> **Excerpt provided**:
════════
Using Adjusted Interest Rate Total Return futures to trade equity financing levels along the curve

  • Adjusted Interest Rate (AIR) Total Return futures have had considerable success since launching in September 2020.
  • Liquidity in both near and distant contracts is substantial. AIR S&P 500 TRF open interest (OI) is approaching 200,000 and volume can be more than 20,000 on a given day.  There are sizable positions out to December 2028.
  • Trading calendar spreads in AIR TRF enables one to take advantage of the shape of the equity financing curve and position for alpha opportunities in a capital-efficient manner.
  • Examining prior changes to the equity financing curve highlights trades that would have generated high returns.

Breadth and depth


Adjusted Interest Rate Total Return futures (AIR TRF) are designed to provide investors with a highly margin-efficient futures product that delivers total return exposures to equity index investors.

The construction of the AIR TRF futures was created with an embedded floating rate to offer an economic return profile more analogous to a traditional equity swap. This can help investors who wish to manage longer dated equity exposures without the complication of pricing in dividend risk or trading fixed-rate financing. AIR TRFs also provide a transparent view of the equity financing level of a given index for different maturities along the curve. A full explanation of AIR TRF that describes the interest rate profile, day counts, accruals, financing, and other calculations is provided here.

The S&P 500 AIR TRF was first launched in September 2020 and CME Group has recently expanded the suite to include the five key U.S. equity indices.

Exhibit 1: U.S. Adjusted Inter Rate Total Return futures (AIR TRFs)
════════
[Entries taken from a collection]
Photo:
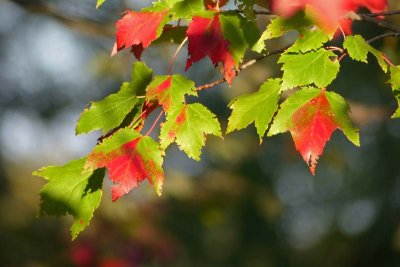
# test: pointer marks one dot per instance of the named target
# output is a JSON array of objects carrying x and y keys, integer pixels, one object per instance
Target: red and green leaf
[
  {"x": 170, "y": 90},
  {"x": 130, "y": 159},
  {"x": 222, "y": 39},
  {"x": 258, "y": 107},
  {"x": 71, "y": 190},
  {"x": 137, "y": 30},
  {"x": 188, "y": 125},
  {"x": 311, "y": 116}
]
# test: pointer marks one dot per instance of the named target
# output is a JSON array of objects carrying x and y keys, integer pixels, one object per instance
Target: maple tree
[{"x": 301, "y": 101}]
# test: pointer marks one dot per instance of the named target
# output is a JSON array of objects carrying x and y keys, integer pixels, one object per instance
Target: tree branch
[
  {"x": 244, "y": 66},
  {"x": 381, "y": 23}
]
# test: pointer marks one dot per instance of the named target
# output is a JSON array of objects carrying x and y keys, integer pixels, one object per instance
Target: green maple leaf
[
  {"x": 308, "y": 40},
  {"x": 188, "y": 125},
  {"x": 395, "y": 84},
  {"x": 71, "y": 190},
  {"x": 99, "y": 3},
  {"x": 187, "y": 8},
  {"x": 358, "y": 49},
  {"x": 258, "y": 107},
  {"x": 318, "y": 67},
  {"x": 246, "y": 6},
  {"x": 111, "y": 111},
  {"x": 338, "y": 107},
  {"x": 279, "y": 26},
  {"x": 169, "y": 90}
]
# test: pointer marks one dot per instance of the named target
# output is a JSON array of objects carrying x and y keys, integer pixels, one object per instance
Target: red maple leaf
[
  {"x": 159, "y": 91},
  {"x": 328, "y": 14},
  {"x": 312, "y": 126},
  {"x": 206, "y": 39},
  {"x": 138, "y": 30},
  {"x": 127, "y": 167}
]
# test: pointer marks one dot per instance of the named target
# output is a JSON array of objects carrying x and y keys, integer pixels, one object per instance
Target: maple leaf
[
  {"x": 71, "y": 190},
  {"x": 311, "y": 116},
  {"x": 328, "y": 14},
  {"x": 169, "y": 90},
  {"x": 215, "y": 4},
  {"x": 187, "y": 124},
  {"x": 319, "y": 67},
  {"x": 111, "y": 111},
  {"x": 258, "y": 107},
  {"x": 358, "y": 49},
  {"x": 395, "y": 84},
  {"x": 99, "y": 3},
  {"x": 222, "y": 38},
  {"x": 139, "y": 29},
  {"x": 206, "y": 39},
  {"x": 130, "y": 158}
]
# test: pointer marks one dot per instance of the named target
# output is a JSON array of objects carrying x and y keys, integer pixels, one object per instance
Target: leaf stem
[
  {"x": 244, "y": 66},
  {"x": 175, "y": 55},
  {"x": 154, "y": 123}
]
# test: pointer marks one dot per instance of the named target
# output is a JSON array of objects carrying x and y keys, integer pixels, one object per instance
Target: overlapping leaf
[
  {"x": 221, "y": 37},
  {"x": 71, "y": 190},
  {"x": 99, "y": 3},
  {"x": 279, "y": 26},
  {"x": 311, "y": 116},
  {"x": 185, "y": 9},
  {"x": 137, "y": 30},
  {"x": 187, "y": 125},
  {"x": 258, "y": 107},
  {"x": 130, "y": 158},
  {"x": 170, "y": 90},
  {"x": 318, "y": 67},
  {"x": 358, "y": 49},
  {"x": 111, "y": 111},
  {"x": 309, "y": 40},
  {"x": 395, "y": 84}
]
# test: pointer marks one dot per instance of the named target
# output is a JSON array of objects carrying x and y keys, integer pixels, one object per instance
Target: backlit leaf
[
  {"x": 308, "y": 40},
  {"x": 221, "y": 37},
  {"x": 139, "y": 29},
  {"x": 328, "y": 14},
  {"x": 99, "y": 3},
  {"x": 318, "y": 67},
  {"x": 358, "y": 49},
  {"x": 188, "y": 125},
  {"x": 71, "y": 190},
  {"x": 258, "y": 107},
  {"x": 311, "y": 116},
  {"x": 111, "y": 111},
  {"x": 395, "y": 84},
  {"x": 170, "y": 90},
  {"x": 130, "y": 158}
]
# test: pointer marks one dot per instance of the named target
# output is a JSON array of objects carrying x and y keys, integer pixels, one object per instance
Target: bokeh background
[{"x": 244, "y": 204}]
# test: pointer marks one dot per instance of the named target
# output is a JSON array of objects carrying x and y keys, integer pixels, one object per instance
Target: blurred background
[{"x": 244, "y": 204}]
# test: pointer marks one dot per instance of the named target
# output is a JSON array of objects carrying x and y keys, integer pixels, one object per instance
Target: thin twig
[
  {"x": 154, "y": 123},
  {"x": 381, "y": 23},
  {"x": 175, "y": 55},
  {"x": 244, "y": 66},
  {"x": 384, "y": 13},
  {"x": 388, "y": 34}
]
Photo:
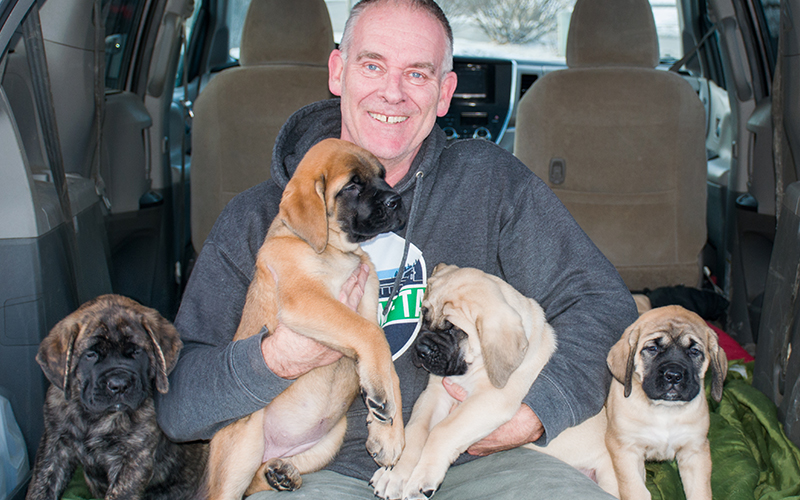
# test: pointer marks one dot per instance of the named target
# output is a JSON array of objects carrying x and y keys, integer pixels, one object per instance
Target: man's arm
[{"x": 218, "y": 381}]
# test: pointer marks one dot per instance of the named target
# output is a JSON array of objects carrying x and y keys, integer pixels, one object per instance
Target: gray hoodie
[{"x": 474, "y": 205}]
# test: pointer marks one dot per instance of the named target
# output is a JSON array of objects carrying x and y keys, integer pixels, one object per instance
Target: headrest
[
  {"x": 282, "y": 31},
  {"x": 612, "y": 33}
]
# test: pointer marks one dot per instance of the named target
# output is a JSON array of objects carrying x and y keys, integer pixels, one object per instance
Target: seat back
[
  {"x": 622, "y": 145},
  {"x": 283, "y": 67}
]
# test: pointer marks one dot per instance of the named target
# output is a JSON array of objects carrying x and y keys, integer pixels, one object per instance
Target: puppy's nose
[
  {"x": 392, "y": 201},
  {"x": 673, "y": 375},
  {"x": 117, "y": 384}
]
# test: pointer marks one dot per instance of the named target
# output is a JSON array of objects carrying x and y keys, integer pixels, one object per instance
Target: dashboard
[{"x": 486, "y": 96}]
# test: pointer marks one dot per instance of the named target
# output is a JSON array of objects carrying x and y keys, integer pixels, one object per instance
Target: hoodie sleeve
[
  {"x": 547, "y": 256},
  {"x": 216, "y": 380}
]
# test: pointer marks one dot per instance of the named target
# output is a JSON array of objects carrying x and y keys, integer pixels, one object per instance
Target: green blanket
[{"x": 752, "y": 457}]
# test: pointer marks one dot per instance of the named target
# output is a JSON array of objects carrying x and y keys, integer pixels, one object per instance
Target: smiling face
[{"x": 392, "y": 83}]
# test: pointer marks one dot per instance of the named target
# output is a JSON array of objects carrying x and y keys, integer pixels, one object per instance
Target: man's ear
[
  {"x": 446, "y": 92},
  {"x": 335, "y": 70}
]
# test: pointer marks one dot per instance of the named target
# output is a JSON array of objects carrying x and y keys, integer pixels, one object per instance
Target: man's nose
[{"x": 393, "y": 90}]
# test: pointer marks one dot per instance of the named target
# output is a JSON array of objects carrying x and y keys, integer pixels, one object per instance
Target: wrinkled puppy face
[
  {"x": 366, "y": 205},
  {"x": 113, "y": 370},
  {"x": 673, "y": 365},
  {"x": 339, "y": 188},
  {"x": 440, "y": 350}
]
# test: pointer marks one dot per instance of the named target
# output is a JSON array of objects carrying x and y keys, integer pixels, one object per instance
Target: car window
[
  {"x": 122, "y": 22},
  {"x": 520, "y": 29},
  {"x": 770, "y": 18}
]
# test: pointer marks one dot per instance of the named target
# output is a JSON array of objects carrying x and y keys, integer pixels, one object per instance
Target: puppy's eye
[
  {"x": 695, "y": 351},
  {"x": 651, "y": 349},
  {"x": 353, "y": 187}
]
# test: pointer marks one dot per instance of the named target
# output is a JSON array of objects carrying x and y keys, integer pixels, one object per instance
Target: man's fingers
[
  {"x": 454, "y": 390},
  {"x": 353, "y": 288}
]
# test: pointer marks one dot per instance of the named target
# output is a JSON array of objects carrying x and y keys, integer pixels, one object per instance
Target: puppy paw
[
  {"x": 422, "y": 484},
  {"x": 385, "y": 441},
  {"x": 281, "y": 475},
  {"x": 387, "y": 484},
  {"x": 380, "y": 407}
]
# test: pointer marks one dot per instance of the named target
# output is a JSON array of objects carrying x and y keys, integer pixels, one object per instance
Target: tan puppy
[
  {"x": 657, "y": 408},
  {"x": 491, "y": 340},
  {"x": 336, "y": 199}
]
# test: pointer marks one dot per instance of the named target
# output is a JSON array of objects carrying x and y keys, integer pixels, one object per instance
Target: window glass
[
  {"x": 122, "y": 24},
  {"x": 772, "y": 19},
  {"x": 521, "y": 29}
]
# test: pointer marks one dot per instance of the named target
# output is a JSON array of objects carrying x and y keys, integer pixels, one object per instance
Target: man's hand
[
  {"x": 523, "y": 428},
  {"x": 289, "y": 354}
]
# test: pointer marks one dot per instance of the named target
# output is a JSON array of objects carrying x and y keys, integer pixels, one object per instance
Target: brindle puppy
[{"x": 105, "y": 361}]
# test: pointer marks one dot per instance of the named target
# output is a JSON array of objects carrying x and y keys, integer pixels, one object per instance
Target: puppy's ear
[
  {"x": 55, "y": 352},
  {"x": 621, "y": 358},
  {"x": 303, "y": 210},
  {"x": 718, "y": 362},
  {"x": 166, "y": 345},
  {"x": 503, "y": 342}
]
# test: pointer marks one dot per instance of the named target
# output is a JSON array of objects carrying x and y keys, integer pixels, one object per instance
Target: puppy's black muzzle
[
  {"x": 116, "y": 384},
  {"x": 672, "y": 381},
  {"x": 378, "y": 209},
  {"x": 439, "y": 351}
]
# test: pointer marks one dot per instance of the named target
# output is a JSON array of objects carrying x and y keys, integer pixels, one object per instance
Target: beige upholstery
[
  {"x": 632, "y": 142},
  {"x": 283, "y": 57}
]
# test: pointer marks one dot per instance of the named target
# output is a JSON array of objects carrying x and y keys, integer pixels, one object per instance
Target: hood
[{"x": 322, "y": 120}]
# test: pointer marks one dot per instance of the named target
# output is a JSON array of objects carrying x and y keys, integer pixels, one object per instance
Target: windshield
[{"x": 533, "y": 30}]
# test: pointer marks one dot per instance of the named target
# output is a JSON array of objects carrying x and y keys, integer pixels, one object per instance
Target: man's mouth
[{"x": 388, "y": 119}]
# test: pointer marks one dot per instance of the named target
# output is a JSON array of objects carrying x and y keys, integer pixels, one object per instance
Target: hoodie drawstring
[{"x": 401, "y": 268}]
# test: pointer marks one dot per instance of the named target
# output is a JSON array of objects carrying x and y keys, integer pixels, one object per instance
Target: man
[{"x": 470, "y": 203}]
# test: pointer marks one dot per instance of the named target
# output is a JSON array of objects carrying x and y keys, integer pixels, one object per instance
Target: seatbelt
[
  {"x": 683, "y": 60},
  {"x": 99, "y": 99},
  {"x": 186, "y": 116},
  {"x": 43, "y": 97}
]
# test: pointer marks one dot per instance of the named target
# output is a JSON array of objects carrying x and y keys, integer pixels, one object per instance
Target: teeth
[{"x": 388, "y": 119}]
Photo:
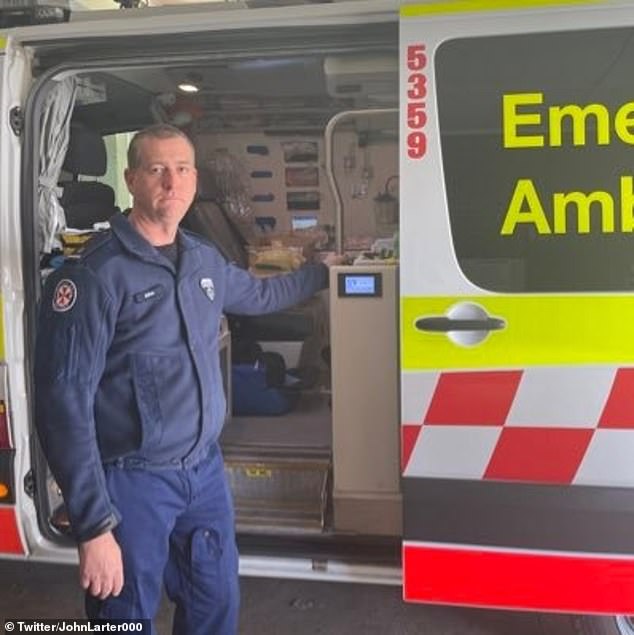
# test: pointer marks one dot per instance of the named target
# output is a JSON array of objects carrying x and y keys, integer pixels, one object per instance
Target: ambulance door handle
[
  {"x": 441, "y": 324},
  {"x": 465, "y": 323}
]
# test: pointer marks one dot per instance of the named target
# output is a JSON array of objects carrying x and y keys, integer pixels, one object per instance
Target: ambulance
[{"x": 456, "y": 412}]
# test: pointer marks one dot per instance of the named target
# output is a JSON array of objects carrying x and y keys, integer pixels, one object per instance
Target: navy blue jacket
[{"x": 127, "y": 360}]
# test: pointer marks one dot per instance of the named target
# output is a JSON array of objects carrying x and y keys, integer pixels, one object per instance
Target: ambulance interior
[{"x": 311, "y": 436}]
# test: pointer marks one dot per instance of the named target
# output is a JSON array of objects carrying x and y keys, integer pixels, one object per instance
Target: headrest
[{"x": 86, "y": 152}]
════════
> **Task instructions**:
[1] In the article on Adjusted Interest Rate Total Return futures, which specific topics does the full explanation of AIR TRF describe? List each one named.
[2] Return the part of the article on Adjusted Interest Rate Total Return futures that runs from "Adjusted Interest Rate Total Return futures (AIR" up to and including "equity index investors.".
[3] According to the article on Adjusted Interest Rate Total Return futures, when was the S&P 500 AIR TRF first launched?

> **Expected answers**:
[1]
The interest rate profile
Day counts
Accruals
Financing

[2]
Adjusted Interest Rate Total Return futures (AIR TRF) are designed to provide investors with a highly margin-efficient futures product that delivers total return exposures to equity index investors.

[3] September 2020